------ Document ------
Now I’m losing my excuses. It’s been three years since 2012 came out and all the new servers I’m installing are 2012 or 2014, so I lost that excuse. Then I came up with “I don’t know how to use them, but I know how to use something that does almost the same thing”; that’s great logic during an outage, but terrible logic for the long term. So, I’m learning it, still learning it, and I have something to help out those who made it to 2012 but are still stuck on the “I don’t know how to use them” phase of denial.

In several of my blog posts I referenced my favorite server-side trace. Capture everything on the server that takes over X seconds, with 5 being my favorite starting place. Yes, this adds about 1ms to anything that takes over 5 seconds, which adds up to…insignificant. Seriously, if this kills your server then it was dead already, but you will see arguments against creating this for long-term runs.  I don’t agree with those arguments, but they’re your servers and I want you to make an informed decision on what you run.

Anyways, here’s how I set it up with Extended Events, for which I used Jonathan Kehayias’s (b|t) Trace to XE Converter to get started.

IF EXISTS (SELECT 1 FROM sys.server_event_sessions WHERE name = 'DurationOver5Sec')
------
**Direction A:** Count the lines in the entries that contain the word "grass", treating case as significant, and give only that number.
------ Provided data ------
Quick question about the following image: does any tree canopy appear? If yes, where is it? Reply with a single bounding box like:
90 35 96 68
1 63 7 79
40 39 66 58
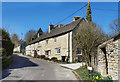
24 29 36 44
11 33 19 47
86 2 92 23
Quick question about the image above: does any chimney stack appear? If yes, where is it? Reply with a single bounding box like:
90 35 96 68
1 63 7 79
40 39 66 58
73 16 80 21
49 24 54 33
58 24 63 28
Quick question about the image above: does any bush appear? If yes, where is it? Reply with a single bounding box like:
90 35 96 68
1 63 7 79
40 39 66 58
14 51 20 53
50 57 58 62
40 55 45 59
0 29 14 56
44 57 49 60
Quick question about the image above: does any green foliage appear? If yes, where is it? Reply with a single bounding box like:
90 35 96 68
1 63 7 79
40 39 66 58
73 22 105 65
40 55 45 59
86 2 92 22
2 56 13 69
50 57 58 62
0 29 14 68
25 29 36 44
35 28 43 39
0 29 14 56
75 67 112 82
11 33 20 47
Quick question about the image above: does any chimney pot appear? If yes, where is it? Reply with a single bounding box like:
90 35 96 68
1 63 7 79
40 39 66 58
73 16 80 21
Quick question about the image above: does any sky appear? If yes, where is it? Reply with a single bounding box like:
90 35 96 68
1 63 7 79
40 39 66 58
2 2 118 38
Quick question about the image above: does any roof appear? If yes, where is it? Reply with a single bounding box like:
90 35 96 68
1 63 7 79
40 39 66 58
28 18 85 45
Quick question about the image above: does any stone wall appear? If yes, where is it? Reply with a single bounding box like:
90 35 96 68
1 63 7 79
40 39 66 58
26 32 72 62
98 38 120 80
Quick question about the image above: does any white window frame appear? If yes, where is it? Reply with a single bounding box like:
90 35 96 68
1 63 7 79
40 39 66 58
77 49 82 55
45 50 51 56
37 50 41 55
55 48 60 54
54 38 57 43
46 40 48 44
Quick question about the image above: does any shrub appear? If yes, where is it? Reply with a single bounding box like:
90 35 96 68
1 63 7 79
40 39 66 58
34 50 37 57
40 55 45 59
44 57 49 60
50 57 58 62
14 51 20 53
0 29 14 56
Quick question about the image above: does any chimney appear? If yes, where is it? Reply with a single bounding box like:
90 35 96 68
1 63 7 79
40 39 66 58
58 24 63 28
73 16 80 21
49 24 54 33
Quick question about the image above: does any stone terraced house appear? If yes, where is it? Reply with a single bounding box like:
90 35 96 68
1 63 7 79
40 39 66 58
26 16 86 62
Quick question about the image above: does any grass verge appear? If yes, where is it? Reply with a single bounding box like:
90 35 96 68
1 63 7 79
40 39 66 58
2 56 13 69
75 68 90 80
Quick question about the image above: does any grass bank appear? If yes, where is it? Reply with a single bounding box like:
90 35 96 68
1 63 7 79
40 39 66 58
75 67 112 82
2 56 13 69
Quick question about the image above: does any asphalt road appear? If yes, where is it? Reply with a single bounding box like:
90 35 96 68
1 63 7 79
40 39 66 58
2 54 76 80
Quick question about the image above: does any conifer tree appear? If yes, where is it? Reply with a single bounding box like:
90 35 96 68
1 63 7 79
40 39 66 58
------
------ Provided data ------
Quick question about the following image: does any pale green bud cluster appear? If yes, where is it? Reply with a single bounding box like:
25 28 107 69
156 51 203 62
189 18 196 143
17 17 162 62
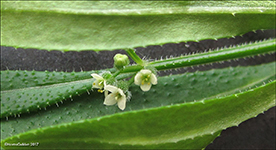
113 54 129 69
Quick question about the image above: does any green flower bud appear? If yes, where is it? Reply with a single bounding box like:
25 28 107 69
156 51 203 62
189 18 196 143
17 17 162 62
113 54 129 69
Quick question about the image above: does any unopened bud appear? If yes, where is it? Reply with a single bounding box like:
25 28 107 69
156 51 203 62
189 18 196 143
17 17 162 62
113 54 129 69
------
------ Provided data ------
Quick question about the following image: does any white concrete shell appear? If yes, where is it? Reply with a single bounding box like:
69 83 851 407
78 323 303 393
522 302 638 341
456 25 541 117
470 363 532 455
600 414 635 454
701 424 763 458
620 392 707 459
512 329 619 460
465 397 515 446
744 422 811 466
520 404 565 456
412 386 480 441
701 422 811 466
------
**Direction B:** Extend the post about capturing long-running queries with Extended Events, picking up right after its last line.

**Response A:** 2

**Response B:**
	DROP EVENT SESSION [DurationOver5Sec] ON SERVER;
GO
CREATE EVENT SESSION [DurationOver5Sec]
ON SERVER
ADD EVENT sqlserver.rpc_completed(
	ACTION 
	(
		  sqlserver.client_app_name	-- ApplicationName from SQLTrace
		, sqlserver.client_hostname	-- HostName from SQLTrace
		, sqlserver.client_pid	-- ClientProcessID from SQLTrace
		, sqlserver.database_id	-- DatabaseID from SQLTrace
		, sqlserver.request_id	-- RequestID from SQLTrace
		, sqlserver.server_principal_name	-- LoginName from SQLTrace
		, sqlserver.session_id	-- SPID from SQLTrace
	)
	WHERE 
	(
			duration >= 5000000
	)
),
ADD EVENT sqlserver.sql_batch_completed(
	ACTION 
	(
		  sqlserver.client_app_name	-- ApplicationName from SQLTrace
		, sqlserver.client_hostname	-- HostName from SQLTrace
		, sqlserver.client_pid	-- ClientProcessID from SQLTrace
		, sqlserver.database_id	-- DatabaseID from SQLTrace
		, sqlserver.request_id	-- RequestID from SQLTrace
		, sqlserver.server_principal_name	-- LoginName from SQLTrace
		, sqlserver.session_id	-- SPID from SQLTrace
	)
	WHERE 
	(
		duration >= 5000000
	)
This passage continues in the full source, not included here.